The photochemical efficiency in contrasting light environments and the capacity to prevent photoinhibitory damage in macaw palm leaves was also demonstrated by the recovery of the properties after excess light treatment (Fig. 4). Moreover, activation of the fast mechanism for excess energy dissipation through qE was efficient for a 65% recovery of the ϕPSII even after 1 min of high light exposure. However, 30 min in the dark was not sufficient to fully recover the maximum photochemical efficiency because of the photoinhibitory processes. Under excess irradiance photosynthesis may be severely inhibited, as observed with some vascular plant species7,8,49 including palms9,40. During this process, the highest levels of ROS are observed, and there may be permanent damage to the photosynthetic apparatus, known as chronic photoinhibition50,52. However, for the macaw palm, full recovery occurred 24 h after the excess light treatment, indicating the occurrence of dynamic photoinhibition, which is characterized by a temporary decrease in the maximum quantum efficiency of PSII53 and suggests a protective mechanism that deals with high levels of irradiance. Moreover, the maintenance of the photochemical integrity of the macaw palm under low light conditions was confirmed by the highest values of Fv/Fm found after the full recovery period. The ability to overcome possible photoinhibitory damage and the magnitude of the response to a sudden increase in light intensity vary among plant species and are dependent on their ability to acclimate to this new condition12.

In addition to physiological adjustments, morphological changes also contribute to the acclimation responses to contrasting light conditions. The higher LA displayed during the initial growth of macaw palm seedling under the low light environment and its maximum photochemical efficiency, contribute to maximizing the light capture. However, during the transition from the pre-nursery stage to nursery-growing plants, with higher biomass accumulation22, the increase in the LA was similar between plants grown under contrasting light conditions, resulting in insignificant differences in the SLA. Generally, in dicot trees, shading increases the leaf height and LA compared to plants grown under full sunlight conditions8,10. As observed for young macaw palm plants, the light intensity did not affect the growth of other palm species, such as Acrocomia emensis, Butia paraguayensis, and Syagrus petraea54. The higher stipe length of the shaded macaw palm seedlings at the end of the assay may have been due to activation of some functional adjustments after long-term exposure to low light conditions55.

Stored data entries:
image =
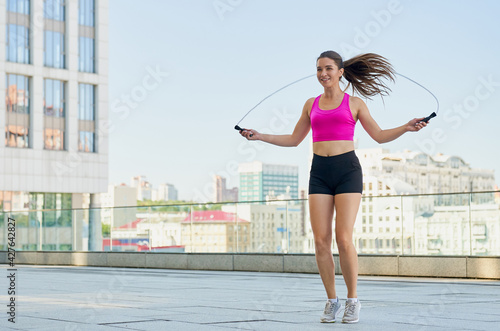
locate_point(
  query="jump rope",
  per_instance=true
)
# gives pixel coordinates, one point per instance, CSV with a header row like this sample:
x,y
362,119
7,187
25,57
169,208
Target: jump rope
x,y
426,120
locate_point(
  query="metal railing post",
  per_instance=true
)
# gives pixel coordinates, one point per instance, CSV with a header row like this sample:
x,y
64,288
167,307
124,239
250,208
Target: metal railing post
x,y
470,224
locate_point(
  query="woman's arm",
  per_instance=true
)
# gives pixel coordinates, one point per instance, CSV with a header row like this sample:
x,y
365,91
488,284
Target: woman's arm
x,y
383,136
286,140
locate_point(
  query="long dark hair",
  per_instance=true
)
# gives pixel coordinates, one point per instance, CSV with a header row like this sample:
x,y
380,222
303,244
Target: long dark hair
x,y
365,72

Activity: Continue the passage on macaw palm responses to contrasting light conditions, picking up after its final sentence.

Answer box:
In contrast to the other plant species10, macaw palm seedlings did not exhibit significant anatomical changes in leaf tissues following exposure to contrasting light intensities. In response to increased light intensity, the differentiation of new layers or stretching of the cells of the palisade parenchyma and consequently increase in the thickness of the mesophyll are common8,56, as well as in the interception of light11. However, the greater elongation of mesophyll cells on the adaxial surface of macaw palm leaflets than on other surfaces appears to be a typical structural pattern of the species, regardless of the light condition.

Macaw palm seedlings exhibited limited leaflet anatomical plasticity, but they adjust to contrasting light conditions by modulating their light capturing efficiency under low light, and maximizing photosynthetic efficiency and non-photochemical energy dissipation under excess light conditions. The ability to recover rapidly from photoinhibition after sudden exposure to high irradiances and the long-term adjustments in chlorophyll content and leaf morphological traits allowed macaw palm establishment and cultivation under extremely different light conditions.